### EXTRAIT
La note précise que « de nouvelles améliorations dans l’utilisation et l’élimination (de ces plastiques) permettraient de rendre leur utilisation plus efficace ». Au final, les auteurs considèrent qu’une meilleure sensibilisation à l’élimination des plastiques biodégradables et compostables aiderait à résoudre le problème des plastiques en Europe.

 

Quelles voies de recyclage ?

Le recyclage des matières plastiques se fait de manière mécanique : c’est la « régénération » (cf. lavage, broyage, tri, extrusion des paillettes pour produire des granulés) qui suppose un tri précis des flux entrants et peut présenter des limites (couleur, décontamination, vieillissement des matières recyclées).

### DONNÉES ENREGISTRÉES
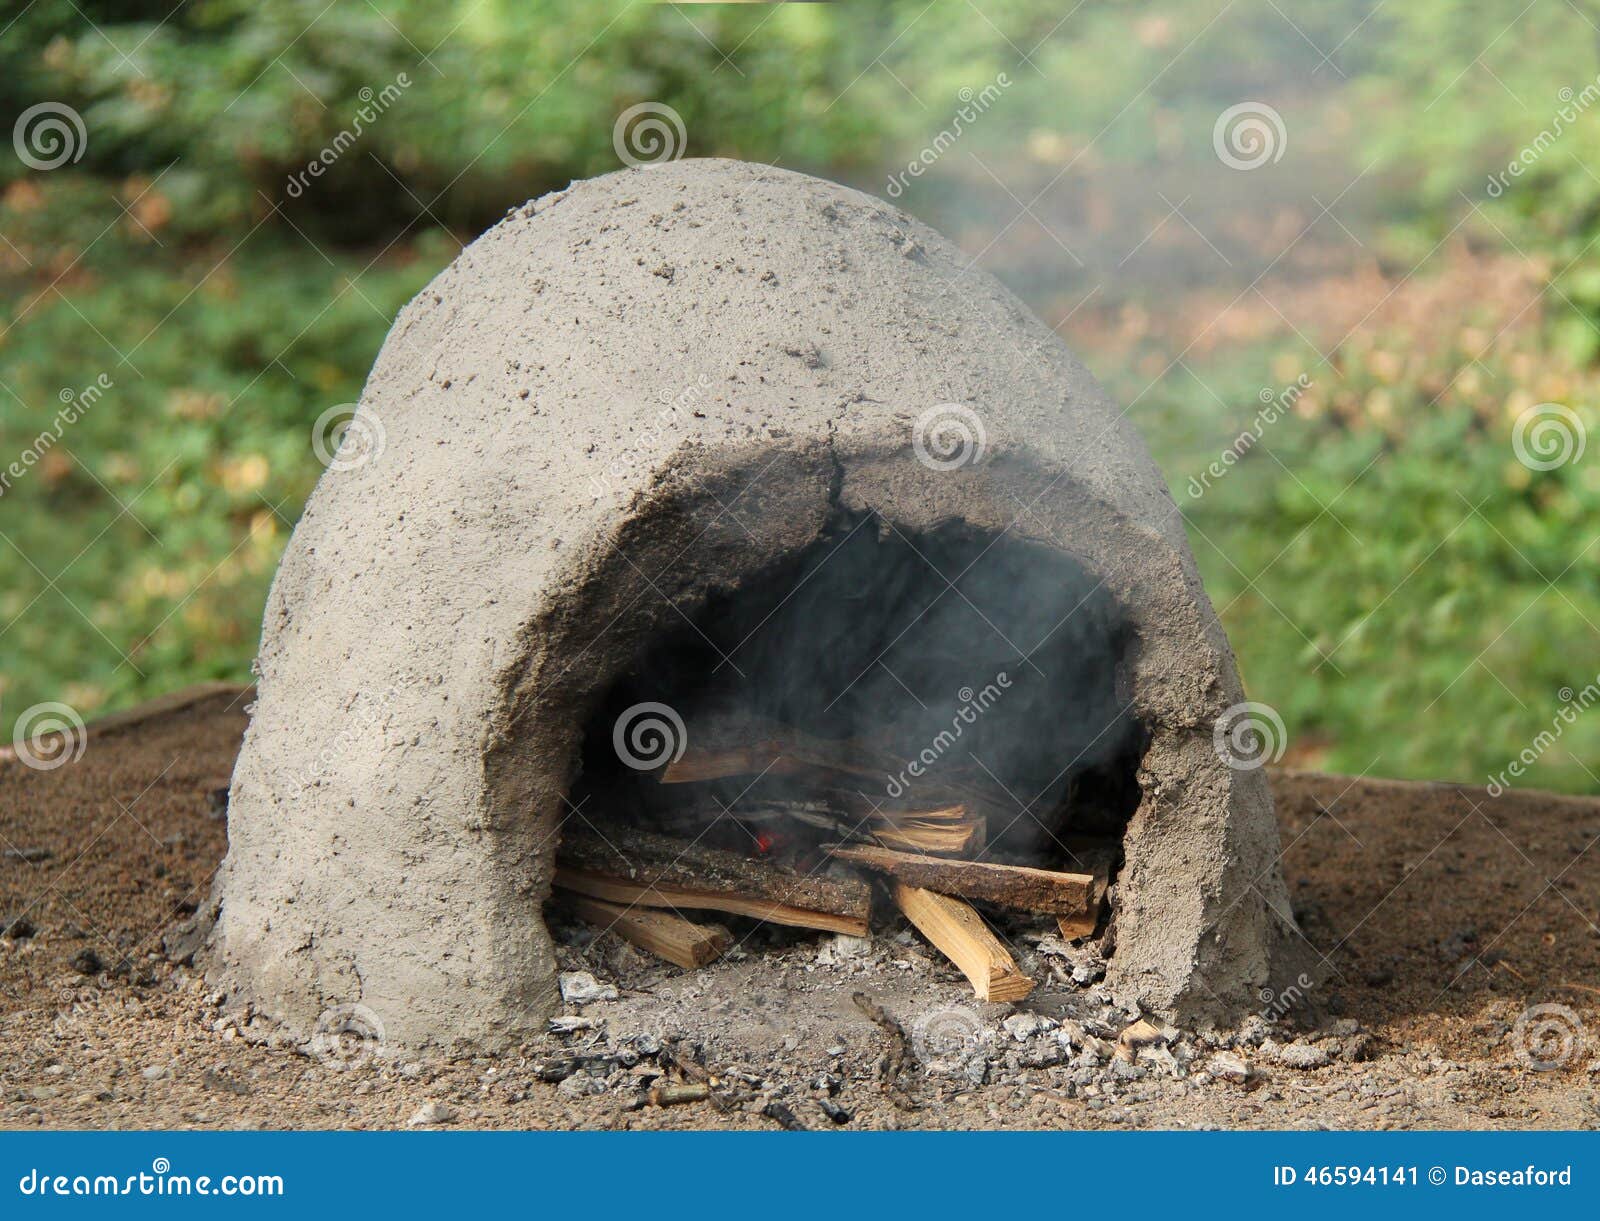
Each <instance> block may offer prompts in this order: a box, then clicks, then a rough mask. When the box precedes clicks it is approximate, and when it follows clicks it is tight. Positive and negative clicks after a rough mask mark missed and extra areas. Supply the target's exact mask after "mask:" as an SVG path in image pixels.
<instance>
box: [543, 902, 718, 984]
mask: <svg viewBox="0 0 1600 1221" xmlns="http://www.w3.org/2000/svg"><path fill="white" fill-rule="evenodd" d="M562 903H563V904H565V906H566V907H570V909H571V912H573V914H574V915H578V917H579V919H582V920H587V922H589V923H592V925H594V927H595V928H598V930H602V931H606V933H616V935H618V936H619V938H622V939H624V941H629V943H632V944H635V946H638V947H640V949H646V951H650V952H651V954H654V955H656V957H658V959H666V960H667V962H670V963H675V965H678V967H683V968H685V970H693V968H696V967H704V965H706V963H709V962H715V960H717V959H720V957H722V954H723V951H726V949H728V946H731V944H733V935H731V933H730V931H728V930H726V928H722V927H720V925H698V923H694V922H693V920H685V919H683V917H682V915H677V914H674V912H662V911H654V909H650V907H622V906H619V904H614V903H606V901H605V899H595V898H590V896H587V895H578V893H573V891H565V893H563V895H562Z"/></svg>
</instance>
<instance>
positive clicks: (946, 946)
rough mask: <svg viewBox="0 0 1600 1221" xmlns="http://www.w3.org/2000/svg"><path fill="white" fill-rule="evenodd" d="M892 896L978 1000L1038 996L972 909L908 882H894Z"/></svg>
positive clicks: (998, 942)
mask: <svg viewBox="0 0 1600 1221" xmlns="http://www.w3.org/2000/svg"><path fill="white" fill-rule="evenodd" d="M893 893H894V903H896V906H898V907H899V909H901V911H902V912H906V919H907V920H910V922H912V923H914V925H917V928H918V931H922V935H923V936H925V938H928V941H931V943H933V944H934V946H936V947H938V949H939V952H941V954H944V957H947V959H949V960H950V962H954V963H955V965H957V967H958V968H960V970H962V975H965V976H966V978H968V979H970V981H971V984H973V992H974V994H976V995H978V999H979V1000H1021V999H1022V997H1026V995H1027V994H1029V992H1032V991H1034V981H1032V979H1029V978H1027V976H1026V975H1022V971H1019V970H1018V965H1016V962H1014V960H1013V959H1011V955H1010V954H1006V951H1005V946H1002V944H1000V941H998V939H997V938H995V935H994V933H990V931H989V925H986V923H984V919H982V917H981V915H979V914H978V911H976V909H974V907H973V904H970V903H966V901H963V899H957V898H952V896H949V895H939V893H938V891H933V890H922V888H920V887H907V885H906V883H904V882H894V883H893Z"/></svg>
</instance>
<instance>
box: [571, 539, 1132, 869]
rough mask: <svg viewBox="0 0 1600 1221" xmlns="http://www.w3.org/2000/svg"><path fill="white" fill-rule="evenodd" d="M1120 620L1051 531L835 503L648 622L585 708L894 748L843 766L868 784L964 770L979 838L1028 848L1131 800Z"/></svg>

### ACTION DEMANDÉE A
Comment traduire en anglais cette phrase de l'extrait : « Au final, les auteurs considèrent qu’une meilleure sensibilisation à l’élimination des plastiques biodégradables et compostables aiderait à résoudre le problème des plastiques en Europe. » ?
### ACTION DEMANDÉE B
Répondez à ces questions sur l'extrait :
(i) D'après la note, que permettraient de nouvelles améliorations dans l'utilisation et l'élimination de ces plastiques ?
(ii) Quel nom porte le recyclage mécanique des matières plastiques ?
(iii) Quelles limites ce recyclage peut-il présenter ?
Les enregistrements proviennent d'une autre source que l'extrait.

### ZONE DE RÉPONSE A
In the end, the authors believe that greater awareness of the disposal of biodegradable and compostable plastics would help solve the plastics problem in Europe.

### ZONE DE RÉPONSE B
(i) Elles permettraient de rendre leur utilisation plus efficace.
(ii) La « régénération ».
(iii) La couleur, la décontamination et le vieillissement des matières recyclées.